• [ACTIONS TO TAKE]:
**A.** According to the tax credit passage, what three things does N.D.C.C. § 57-38-30.5 provide? List them.
**B.** Reproduce everything in the tax credit passage from "The law differentiates" down to "of North Dakota.".

• [SELECTION]:
+ + + + +

Statutory Basis and Legal Framework
The foundational authority for the North Dakota Research and Experimental Expenditure Tax Credit is codified in N.D.C.C. § 57-38-30.5. This section of the law provides the comprehensive definitions and procedural requirements for claiming the credit, as well as the specific limitations on how it may be carried between tax years. The North Dakota Legislative Assembly has structured this credit to largely mirror the federal research credit found in Internal Revenue Code (I.R.C.) § 41, yet it maintains distinct state-specific nuances to ensure the economic benefit remains localized.
The law differentiates between taxpayers based on the historical timeline of their research activities. For those who first earned or claimed the credit in a taxable year beginning prior to January 1, 2007, the state imposes an annual maximum credit limit of $2 million. Crucially, any credit earned in excess of this $2 million cap for such taxpayers is permanently disallowed and may not be carried back or forward to any other taxable year. Conversely, for taxpayers who began their research activities after December 31, 2006, the credit is generally uncapped, provided the expenditures meet the qualifying criteria and are performed within the state of North Dakota.

+ + + + +

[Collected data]
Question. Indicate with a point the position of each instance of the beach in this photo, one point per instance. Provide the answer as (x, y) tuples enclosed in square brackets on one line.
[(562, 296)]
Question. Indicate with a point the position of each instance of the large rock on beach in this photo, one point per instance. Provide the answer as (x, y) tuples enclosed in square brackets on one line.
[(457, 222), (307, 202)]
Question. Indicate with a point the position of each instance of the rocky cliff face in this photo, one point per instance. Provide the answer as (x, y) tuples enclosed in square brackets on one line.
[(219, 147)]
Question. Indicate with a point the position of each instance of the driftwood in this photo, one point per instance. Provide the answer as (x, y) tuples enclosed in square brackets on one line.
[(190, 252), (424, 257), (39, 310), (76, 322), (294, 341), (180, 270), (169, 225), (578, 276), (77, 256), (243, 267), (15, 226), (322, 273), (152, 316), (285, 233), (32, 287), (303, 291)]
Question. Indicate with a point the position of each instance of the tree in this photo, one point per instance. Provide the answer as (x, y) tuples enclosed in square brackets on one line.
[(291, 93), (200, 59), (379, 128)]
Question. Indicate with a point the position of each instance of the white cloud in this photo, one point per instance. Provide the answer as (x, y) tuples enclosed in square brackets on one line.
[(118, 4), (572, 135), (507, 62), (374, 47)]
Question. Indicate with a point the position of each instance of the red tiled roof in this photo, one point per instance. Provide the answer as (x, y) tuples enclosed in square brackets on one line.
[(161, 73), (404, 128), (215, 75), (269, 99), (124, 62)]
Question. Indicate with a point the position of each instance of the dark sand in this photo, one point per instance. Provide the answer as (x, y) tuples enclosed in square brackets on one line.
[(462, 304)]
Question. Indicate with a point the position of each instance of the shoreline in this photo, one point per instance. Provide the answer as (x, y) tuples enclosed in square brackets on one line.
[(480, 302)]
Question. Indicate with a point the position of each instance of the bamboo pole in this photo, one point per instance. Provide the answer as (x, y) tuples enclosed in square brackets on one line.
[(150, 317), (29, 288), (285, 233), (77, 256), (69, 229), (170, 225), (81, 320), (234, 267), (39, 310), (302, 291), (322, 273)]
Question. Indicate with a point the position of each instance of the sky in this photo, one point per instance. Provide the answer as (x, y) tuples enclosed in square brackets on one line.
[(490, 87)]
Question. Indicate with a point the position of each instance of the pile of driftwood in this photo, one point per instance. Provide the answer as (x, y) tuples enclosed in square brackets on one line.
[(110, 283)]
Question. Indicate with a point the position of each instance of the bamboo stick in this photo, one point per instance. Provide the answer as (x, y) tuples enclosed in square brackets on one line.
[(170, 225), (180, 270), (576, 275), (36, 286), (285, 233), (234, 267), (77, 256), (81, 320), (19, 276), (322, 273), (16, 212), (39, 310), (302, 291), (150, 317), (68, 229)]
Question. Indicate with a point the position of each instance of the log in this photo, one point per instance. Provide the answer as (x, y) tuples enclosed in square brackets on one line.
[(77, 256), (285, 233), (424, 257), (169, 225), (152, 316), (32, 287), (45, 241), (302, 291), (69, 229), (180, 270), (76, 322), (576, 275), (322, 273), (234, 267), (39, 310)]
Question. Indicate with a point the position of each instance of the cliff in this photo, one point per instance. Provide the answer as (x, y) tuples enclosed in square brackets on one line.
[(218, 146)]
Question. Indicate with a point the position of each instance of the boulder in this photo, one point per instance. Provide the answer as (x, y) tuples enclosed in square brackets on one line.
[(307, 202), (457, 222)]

+ + + + +

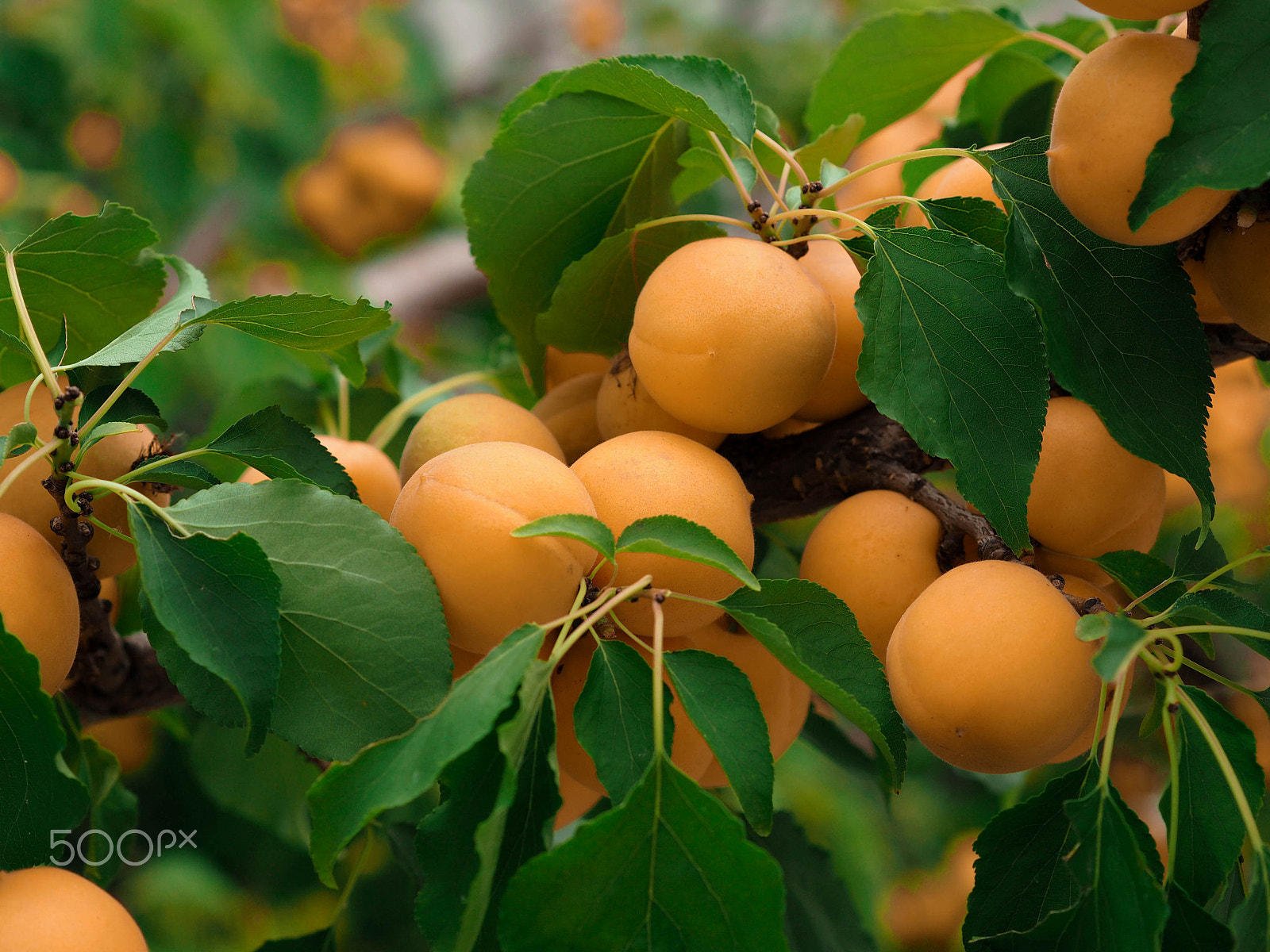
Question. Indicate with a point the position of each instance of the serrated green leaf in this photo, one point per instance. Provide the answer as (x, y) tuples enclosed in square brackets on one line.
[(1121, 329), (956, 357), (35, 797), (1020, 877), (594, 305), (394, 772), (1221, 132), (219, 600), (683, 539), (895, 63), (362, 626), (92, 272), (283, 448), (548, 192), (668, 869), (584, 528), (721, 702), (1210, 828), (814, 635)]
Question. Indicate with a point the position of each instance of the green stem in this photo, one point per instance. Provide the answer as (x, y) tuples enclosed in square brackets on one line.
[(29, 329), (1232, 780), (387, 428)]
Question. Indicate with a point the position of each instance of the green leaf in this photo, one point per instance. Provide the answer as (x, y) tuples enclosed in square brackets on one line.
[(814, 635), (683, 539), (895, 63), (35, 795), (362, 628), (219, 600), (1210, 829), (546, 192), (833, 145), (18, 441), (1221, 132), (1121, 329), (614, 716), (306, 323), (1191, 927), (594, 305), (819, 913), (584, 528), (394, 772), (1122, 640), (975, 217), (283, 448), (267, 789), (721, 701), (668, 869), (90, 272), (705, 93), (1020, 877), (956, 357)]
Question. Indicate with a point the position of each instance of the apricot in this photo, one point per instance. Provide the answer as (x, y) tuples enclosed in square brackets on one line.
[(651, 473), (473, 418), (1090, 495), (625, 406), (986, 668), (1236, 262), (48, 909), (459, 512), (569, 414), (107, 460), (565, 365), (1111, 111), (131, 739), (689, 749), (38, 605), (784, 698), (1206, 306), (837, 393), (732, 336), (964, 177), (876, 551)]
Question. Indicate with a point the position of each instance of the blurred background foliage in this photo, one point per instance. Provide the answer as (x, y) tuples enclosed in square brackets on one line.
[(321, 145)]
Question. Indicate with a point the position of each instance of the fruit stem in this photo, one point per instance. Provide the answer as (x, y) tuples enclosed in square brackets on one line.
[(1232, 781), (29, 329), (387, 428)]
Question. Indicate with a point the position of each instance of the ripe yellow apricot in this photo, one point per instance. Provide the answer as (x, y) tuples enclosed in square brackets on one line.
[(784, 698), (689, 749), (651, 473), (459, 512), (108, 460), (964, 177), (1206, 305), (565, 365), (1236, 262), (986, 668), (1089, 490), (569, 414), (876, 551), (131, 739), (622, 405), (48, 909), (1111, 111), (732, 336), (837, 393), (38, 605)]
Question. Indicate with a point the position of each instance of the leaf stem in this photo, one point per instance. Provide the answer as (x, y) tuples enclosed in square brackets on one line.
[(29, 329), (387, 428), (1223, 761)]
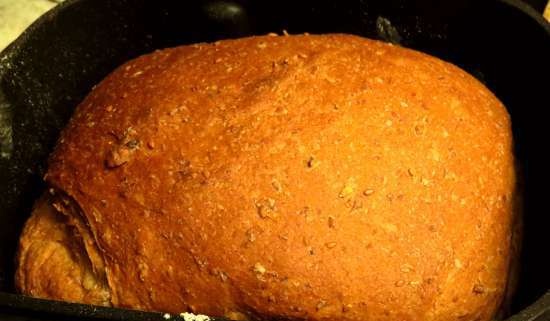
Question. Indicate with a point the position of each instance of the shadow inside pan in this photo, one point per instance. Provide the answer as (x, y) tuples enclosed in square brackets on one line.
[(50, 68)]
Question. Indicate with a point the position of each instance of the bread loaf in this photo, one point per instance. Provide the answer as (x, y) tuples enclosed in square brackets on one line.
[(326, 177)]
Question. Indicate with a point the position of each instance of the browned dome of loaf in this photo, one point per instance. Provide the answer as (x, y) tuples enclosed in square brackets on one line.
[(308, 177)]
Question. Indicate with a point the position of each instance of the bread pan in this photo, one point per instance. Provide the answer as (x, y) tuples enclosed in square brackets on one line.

+ + + + +

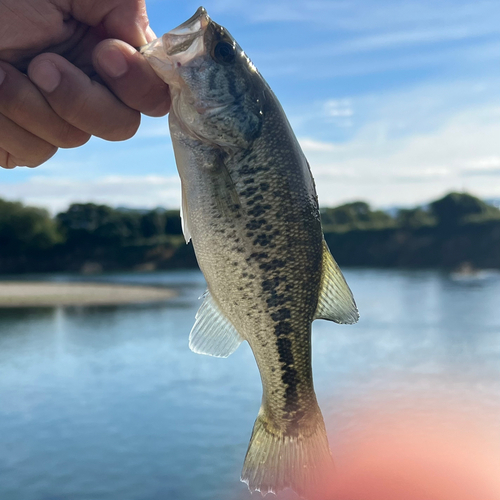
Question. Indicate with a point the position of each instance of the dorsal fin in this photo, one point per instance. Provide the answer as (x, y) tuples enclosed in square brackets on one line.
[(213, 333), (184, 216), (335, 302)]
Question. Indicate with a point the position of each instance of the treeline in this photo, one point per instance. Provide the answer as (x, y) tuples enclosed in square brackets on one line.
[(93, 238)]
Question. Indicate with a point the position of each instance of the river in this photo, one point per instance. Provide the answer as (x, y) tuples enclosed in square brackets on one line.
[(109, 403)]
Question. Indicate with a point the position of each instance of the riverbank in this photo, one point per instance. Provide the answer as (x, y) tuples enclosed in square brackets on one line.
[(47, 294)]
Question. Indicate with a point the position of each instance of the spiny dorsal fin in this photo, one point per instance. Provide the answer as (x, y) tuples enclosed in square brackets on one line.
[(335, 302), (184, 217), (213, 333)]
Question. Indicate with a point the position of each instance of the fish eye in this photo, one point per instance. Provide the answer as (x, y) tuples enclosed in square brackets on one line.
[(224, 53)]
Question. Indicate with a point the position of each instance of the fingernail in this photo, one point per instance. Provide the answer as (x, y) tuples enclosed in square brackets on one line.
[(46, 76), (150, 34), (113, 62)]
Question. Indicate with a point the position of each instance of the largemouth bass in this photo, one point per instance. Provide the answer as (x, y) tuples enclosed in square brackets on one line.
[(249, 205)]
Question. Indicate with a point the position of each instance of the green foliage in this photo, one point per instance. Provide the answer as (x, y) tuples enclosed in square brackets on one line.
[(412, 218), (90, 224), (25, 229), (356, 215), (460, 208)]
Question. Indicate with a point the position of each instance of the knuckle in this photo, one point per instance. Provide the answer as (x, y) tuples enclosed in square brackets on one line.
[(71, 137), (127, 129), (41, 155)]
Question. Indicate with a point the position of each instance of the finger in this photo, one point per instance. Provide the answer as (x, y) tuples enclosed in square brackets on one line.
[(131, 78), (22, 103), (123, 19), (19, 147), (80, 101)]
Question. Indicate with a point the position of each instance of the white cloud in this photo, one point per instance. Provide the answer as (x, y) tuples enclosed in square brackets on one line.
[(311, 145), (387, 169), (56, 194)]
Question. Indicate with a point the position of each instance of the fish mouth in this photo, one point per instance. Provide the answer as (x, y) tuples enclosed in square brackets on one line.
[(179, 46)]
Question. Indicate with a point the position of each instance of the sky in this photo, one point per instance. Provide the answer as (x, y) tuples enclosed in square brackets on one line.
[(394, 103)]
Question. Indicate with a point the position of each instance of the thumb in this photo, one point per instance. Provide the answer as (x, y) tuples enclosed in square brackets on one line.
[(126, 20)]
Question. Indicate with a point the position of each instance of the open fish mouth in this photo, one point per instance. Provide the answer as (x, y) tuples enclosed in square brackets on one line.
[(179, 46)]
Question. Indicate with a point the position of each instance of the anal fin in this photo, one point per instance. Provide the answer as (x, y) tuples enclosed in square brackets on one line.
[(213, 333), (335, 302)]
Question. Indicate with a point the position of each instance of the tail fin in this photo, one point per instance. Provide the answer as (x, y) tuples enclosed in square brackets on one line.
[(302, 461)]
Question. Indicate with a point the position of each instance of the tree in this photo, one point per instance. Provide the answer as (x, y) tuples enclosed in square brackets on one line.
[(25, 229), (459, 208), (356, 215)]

+ + + + +

• [TASK RESPONSES]:
**A.**
- Comprehensive definitions for claiming the credit
- Procedural requirements for claiming the credit
- Specific limitations on how the credit may be carried between tax years

**B.**
The law differentiates between taxpayers based on the historical timeline of their research activities. For those who first earned or claimed the credit in a taxable year beginning prior to January 1, 2007, the state imposes an annual maximum credit limit of $2 million. Crucially, any credit earned in excess of this $2 million cap for such taxpayers is permanently disallowed and may not be carried back or forward to any other taxable year. Conversely, for taxpayers who began their research activities after December 31, 2006, the credit is generally uncapped, provided the expenditures meet the qualifying criteria and are performed within the state of North Dakota.